Arbeitsanweisungen:
a: Zitieren Sie aus dem Text über Chiapas wörtlich die Passage, die bei den Worten „Von der Hochebene…“ einsetzt und nach „in diesem Bericht).“ endet.
b: Wie viele Familien wurden laut dem Text über Chiapas nach dem Hinterhalt in Zinacantán vertrieben?
c: Fassen Sie den Absatz aus dem Text über Chiapas, der mit „Eine erste gewalttätige Auseinandersetzung“ beginnt, als knappe Stichpunktliste mit seinen wesentlichen Fakten zusammen.

Ausgangstext:

__________________________________________________

2003
02/01/2004AKTUELLE SITUATION : Mexiko-Chiapas, Regierungsberichte
30/09/2004ANALYSE I : Chiapas, Zunahme der Brennpunkte im Zusammenhang mit erhöhten Spannungen
Sicherlich füllt der Konflikt im Chiapas nicht mehr so oft die ersten Seiten der nationalen Zeitungen wie noch in den ersten Jahren nach dem bewaffneten Aufstand der Zapatistischen Nationalen Befreiungsarmee (EZLN) im Jahre 1994. Dennoch, liest man die darauf folgenden Seiten oder die lokale Presse, wird man zwangsläufig gewisse Warnzeichen vernehmen, wenn man die Zunahme gewalttätiger Auseinandersetzungen bzw. Brennpunkte registriert, die jeder Zeit zu stärkerer Gewalt führen könnten. Mehr noch, wenn wir uns bewusst machen, dass ein Großteil der Ursachen dafür eben jenen strukturellen Faktoren entsprechen, die den Aufstand herbeiführten.
Von der Hochebene…
Eine erste gewalttätige Auseinandersetzung in den letzten Monaten ereignete sich am 10. April in der Gemeinde von Zinacantán, wo Hunderte von zapatistischen Unterstützungsbasen einen Friedensmarsch veranstalteten zum Gedenken an den traurigen Jahrestag des Todes von Emiliano Zapata. Nach der Kundgebung wurde Wasser an die Gemeinden verteilt, denen der Zugang durch die Gemeindebehörden der Partei der Demokratischen Revolution (PRD) entzogen worden war. Dabei wurden sie von Sympathisanten der PRD aus einem Hinterhalt angegriffen und als Ergebnis blieben Dutzende von Verletzten und 125 vertriebene Familien zurück, die nach 15 Tagen zu ihren Gemeinden zurückkehren durften (siehe Artikel dazu in diesem Bericht).
Auch in dem Bezirk Tenejapa besteht ein ähnlicher Konflikt im Hinblick auf die Frage des Eigentums und der Nutzung einer Wasserquelle, der sich in Gewalt äußern könnte, wie die Bewohner einer der betroffenen Gemeinden verlautbarten.
Ende Mai machte der autonome Rat von Polhó (Chenalhó) darauf aufmerksam, dass „die bewaffneten Gruppen, die in Verbindung stehen zu der PRD-Regierung in Zinacantán, und welche schon zuvor in Erscheinung getreten sind, mit wenigstens einem Sektor der Paramilitärs in Chenalhó verbündet sind, welche nie entwaffnet wurden und seit 1997 weder damit aufhörten zu operieren, noch Tausende zapatistischen Indigenas zu bedrohen und im Exil zu halten“.

__________________________________________________

Vorliegende Angaben:
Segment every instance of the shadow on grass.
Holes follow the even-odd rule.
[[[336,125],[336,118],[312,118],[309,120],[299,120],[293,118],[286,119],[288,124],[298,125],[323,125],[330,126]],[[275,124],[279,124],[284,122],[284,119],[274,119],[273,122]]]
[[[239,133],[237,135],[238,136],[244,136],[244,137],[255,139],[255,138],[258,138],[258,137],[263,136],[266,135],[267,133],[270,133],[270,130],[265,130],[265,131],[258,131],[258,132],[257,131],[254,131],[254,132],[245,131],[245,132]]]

__________________________________________________

Ergebnisse je Aufgabe:
a:
Von der Hochebene…
Eine erste gewalttätige Auseinandersetzung in den letzten Monaten ereignete sich am 10. April in der Gemeinde von Zinacantán, wo Hunderte von zapatistischen Unterstützungsbasen einen Friedensmarsch veranstalteten zum Gedenken an den traurigen Jahrestag des Todes von Emiliano Zapata. Nach der Kundgebung wurde Wasser an die Gemeinden verteilt, denen der Zugang durch die Gemeindebehörden der Partei der Demokratischen Revolution (PRD) entzogen worden war. Dabei wurden sie von Sympathisanten der PRD aus einem Hinterhalt angegriffen und als Ergebnis blieben Dutzende von Verletzten und 125 vertriebene Familien zurück, die nach 15 Tagen zu ihren Gemeinden zurückkehren durften (siehe Artikel dazu in diesem Bericht).

b: 125 Familien.

c:
- 10. April, Gemeinde Zinacantán: Hunderte zapatistische Unterstützungsbasen veranstalten einen Friedensmarsch zum Jahrestag des Todes von Emiliano Zapata.
- Danach verteilen sie Wasser an Gemeinden, denen die Gemeindebehörden der Partei der Demokratischen Revolution (PRD) den Zugang entzogen hatten.
- Dabei werden sie von PRD-Sympathisanten aus einem Hinterhalt angegriffen.
- Folgen: Dutzende Verletzte und 125 vertriebene Familien, die nach 15 Tagen in ihre Gemeinden zurückkehren durften.